### Provided material
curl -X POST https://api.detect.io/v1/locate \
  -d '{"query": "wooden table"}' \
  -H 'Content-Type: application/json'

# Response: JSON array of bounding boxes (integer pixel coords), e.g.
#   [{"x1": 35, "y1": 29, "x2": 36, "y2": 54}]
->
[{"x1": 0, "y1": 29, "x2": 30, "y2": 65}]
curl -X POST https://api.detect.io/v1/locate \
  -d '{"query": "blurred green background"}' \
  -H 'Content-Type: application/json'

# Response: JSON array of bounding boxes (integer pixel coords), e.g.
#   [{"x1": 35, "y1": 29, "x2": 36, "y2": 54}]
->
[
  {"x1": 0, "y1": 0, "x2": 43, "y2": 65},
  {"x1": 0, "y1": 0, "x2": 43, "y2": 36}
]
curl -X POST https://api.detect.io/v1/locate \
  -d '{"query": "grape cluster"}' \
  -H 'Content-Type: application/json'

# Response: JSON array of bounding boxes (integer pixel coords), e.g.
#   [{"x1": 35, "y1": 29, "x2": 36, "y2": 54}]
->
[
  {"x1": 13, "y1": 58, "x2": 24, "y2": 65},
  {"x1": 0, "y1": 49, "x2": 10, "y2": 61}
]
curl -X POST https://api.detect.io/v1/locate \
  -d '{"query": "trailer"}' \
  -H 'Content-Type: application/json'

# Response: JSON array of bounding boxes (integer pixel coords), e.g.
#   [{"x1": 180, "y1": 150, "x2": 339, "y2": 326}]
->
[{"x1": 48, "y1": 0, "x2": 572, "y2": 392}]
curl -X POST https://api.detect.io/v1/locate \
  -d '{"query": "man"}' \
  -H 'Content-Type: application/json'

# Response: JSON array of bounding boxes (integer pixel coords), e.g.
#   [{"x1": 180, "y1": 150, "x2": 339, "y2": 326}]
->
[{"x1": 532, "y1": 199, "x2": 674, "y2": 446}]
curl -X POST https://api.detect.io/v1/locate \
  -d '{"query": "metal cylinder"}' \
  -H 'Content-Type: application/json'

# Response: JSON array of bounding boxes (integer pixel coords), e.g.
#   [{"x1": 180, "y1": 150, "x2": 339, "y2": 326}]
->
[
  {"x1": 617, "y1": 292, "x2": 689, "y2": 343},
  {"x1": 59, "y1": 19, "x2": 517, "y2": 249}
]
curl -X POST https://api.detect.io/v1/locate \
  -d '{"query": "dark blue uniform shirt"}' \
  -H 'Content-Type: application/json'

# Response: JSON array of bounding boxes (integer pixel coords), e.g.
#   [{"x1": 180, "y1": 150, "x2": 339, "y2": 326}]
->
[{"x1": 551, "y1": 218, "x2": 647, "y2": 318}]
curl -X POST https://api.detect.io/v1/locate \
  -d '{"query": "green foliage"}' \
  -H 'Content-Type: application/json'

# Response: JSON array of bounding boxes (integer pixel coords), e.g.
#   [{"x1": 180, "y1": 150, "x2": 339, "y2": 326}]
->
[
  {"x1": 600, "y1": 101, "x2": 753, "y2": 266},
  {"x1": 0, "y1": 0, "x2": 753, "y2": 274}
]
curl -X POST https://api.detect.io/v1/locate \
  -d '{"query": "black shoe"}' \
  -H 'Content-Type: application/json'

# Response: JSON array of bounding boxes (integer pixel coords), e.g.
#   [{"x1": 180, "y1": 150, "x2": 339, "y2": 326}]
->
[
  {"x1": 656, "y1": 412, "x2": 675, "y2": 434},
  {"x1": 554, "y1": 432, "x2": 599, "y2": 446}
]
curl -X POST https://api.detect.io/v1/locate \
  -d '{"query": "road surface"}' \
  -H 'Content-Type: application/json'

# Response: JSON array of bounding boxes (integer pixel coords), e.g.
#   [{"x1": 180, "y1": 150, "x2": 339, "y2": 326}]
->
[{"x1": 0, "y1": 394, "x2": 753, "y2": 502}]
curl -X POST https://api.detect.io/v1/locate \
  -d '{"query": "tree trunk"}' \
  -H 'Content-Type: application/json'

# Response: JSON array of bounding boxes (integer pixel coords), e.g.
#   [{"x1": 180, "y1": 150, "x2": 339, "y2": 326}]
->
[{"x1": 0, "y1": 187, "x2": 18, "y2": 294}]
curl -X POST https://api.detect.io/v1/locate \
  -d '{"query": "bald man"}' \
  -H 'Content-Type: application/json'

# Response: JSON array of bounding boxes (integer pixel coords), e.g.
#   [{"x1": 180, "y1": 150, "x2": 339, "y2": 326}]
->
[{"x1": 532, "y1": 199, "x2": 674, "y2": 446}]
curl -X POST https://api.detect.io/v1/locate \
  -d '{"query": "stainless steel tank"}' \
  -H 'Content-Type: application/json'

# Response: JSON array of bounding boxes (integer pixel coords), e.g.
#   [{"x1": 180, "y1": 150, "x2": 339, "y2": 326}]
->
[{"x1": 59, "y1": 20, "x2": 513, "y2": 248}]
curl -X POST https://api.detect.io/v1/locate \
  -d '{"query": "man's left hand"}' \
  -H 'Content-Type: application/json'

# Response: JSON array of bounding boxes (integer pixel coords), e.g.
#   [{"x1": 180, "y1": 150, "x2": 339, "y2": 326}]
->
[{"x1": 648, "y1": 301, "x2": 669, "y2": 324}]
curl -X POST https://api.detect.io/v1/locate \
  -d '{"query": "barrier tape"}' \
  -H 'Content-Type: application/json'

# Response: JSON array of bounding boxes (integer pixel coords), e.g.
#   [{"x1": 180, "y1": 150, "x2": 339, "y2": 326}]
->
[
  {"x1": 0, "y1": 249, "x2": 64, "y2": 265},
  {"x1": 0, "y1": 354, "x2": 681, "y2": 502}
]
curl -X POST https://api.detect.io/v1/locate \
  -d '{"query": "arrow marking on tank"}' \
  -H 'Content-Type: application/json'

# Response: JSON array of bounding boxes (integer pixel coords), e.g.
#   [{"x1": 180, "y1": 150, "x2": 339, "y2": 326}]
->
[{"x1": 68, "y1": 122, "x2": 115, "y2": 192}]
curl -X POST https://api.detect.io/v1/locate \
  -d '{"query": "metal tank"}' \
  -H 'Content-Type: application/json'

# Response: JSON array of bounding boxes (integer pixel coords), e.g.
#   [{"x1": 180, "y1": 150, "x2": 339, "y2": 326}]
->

### Goal
State how many lines of the records above contain the string "metal", treating case as significant. Give only the number.

### The result
2